## [SUPPLIED RECORDS]
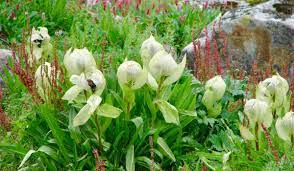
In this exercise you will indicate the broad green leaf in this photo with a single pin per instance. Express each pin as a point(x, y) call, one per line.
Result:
point(169, 112)
point(86, 112)
point(146, 162)
point(13, 149)
point(49, 151)
point(130, 159)
point(26, 157)
point(138, 121)
point(109, 111)
point(165, 148)
point(188, 113)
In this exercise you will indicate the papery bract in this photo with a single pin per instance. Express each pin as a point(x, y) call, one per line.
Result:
point(285, 127)
point(214, 90)
point(274, 91)
point(217, 85)
point(92, 80)
point(131, 74)
point(41, 47)
point(77, 61)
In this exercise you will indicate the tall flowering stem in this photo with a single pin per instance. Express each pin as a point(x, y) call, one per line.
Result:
point(270, 143)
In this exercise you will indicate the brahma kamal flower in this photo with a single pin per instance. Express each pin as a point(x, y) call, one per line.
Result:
point(78, 61)
point(130, 74)
point(258, 112)
point(163, 70)
point(285, 127)
point(92, 81)
point(214, 90)
point(245, 133)
point(148, 49)
point(41, 46)
point(43, 77)
point(274, 91)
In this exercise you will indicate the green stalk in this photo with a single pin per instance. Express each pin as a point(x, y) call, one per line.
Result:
point(256, 137)
point(99, 133)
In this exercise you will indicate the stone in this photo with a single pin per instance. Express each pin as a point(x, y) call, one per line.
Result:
point(259, 33)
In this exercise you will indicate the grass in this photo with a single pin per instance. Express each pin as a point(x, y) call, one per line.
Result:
point(42, 135)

## [EXERCISE DIRECTIONS]
Count the lines of the material above that contain the string "photo". Write nothing but the count.

## [EXERCISE RESPONSE]
7